Exercise aim: Print each of the entries exactly, leaving nothing out.
══════════════════════════════
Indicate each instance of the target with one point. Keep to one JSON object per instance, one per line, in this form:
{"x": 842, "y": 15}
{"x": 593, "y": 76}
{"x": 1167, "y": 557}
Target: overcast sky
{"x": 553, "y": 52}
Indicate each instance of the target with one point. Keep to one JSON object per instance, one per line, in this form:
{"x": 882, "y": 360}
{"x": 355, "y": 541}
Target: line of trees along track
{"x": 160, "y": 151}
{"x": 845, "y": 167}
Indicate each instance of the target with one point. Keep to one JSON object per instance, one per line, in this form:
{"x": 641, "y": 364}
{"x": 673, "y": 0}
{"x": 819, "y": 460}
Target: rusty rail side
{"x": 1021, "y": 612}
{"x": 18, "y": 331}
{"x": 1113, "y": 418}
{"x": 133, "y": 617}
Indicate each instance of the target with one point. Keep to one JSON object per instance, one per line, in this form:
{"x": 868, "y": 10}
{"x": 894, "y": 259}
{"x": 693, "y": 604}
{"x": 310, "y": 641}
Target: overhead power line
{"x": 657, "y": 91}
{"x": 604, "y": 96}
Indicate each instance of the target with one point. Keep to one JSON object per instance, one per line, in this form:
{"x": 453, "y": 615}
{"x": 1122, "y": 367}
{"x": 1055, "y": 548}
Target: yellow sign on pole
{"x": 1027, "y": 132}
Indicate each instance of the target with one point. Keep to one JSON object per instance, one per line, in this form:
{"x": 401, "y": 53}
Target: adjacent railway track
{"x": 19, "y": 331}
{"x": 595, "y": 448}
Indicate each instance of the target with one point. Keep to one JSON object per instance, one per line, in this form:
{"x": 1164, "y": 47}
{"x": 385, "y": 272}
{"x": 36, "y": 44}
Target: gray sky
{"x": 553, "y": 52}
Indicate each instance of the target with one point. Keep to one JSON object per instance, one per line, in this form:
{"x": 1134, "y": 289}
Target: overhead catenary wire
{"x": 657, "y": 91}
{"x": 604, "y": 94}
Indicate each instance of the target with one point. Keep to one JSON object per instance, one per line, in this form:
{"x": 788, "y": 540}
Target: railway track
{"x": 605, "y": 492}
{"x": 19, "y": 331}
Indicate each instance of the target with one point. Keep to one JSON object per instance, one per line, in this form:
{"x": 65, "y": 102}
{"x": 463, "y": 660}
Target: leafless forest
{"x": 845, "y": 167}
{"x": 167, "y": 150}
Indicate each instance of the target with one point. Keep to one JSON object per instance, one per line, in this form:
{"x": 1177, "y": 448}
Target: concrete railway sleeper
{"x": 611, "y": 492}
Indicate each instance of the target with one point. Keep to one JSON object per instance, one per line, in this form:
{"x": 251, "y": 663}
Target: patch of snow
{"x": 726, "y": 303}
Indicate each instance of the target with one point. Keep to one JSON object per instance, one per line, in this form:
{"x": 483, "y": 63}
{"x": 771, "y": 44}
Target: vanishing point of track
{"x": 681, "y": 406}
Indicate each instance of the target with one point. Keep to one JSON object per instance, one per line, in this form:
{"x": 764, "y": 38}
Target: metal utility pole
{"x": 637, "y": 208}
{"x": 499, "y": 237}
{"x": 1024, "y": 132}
══════════════════════════════
Your solution:
Indicate each instance of the target with one point. Keep to one JSON object per instance, one per line, in this form:
{"x": 842, "y": 15}
{"x": 593, "y": 76}
{"x": 1167, "y": 557}
Target: overcast sky
{"x": 553, "y": 52}
Indicate each instance of the target with one point. Keep to one JSON object per instance, one per line, in this form:
{"x": 882, "y": 360}
{"x": 355, "y": 541}
Target: line of trees along track
{"x": 160, "y": 151}
{"x": 845, "y": 167}
Indicate each instance of the target with one point. Keep to one JSON object per instance, one per line, in this form:
{"x": 641, "y": 364}
{"x": 673, "y": 0}
{"x": 819, "y": 460}
Target: rusty rail side
{"x": 1021, "y": 612}
{"x": 18, "y": 331}
{"x": 1113, "y": 418}
{"x": 133, "y": 617}
Indicate each instance of the target with one point. Keep to one JSON object per instance, one per line, in this form:
{"x": 868, "y": 10}
{"x": 894, "y": 259}
{"x": 693, "y": 604}
{"x": 310, "y": 641}
Target: overhead power line
{"x": 657, "y": 91}
{"x": 604, "y": 96}
Indicate each instance of the target with one point. Keep to one JSON object per instance, one per line, in this form:
{"x": 453, "y": 615}
{"x": 1122, "y": 367}
{"x": 1055, "y": 548}
Target: yellow sign on pole
{"x": 1027, "y": 132}
Indicate each instance of the target with one point. Keep to one JSON object per instance, one per line, in this form:
{"x": 401, "y": 53}
Target: adjacent railway track
{"x": 19, "y": 331}
{"x": 595, "y": 448}
Indicate each instance of the target with one point. Keep to one JSON object per instance, one per line, in this form:
{"x": 1164, "y": 47}
{"x": 385, "y": 272}
{"x": 36, "y": 44}
Target: gray sky
{"x": 553, "y": 52}
Indicate each instance of the target with one point. Keep to one JSON object per instance, one per line, in this form:
{"x": 1134, "y": 289}
Target: overhead catenary wire
{"x": 657, "y": 91}
{"x": 604, "y": 94}
Indicate each instance of the target with one point. Keep to one JSON object per instance, one per line, in this form:
{"x": 788, "y": 540}
Target: railway track
{"x": 605, "y": 492}
{"x": 19, "y": 331}
Indicate each instance of the target with one point. Keep to one JSON object per instance, one per line, in this form:
{"x": 65, "y": 102}
{"x": 463, "y": 660}
Target: leafless forest
{"x": 845, "y": 167}
{"x": 167, "y": 150}
Indicate each instance of the target with one point. Keep to one JSON object per instance, one per line, in this form:
{"x": 1177, "y": 448}
Target: concrete railway sleeper
{"x": 611, "y": 492}
Indicate each instance of the target with one point. Keep to one JSON object per instance, one per line, in this form:
{"x": 251, "y": 663}
Target: patch of snow
{"x": 726, "y": 303}
Indicate each instance of the target with one point. Keep to one JSON object per instance, one per line, in this form:
{"x": 483, "y": 63}
{"x": 771, "y": 44}
Target: vanishing point of track
{"x": 681, "y": 406}
Indicate each instance of the target with one point. Keep to one JSON object per instance, one per line, in this form:
{"x": 764, "y": 38}
Target: metal utility pole
{"x": 637, "y": 208}
{"x": 499, "y": 237}
{"x": 1024, "y": 132}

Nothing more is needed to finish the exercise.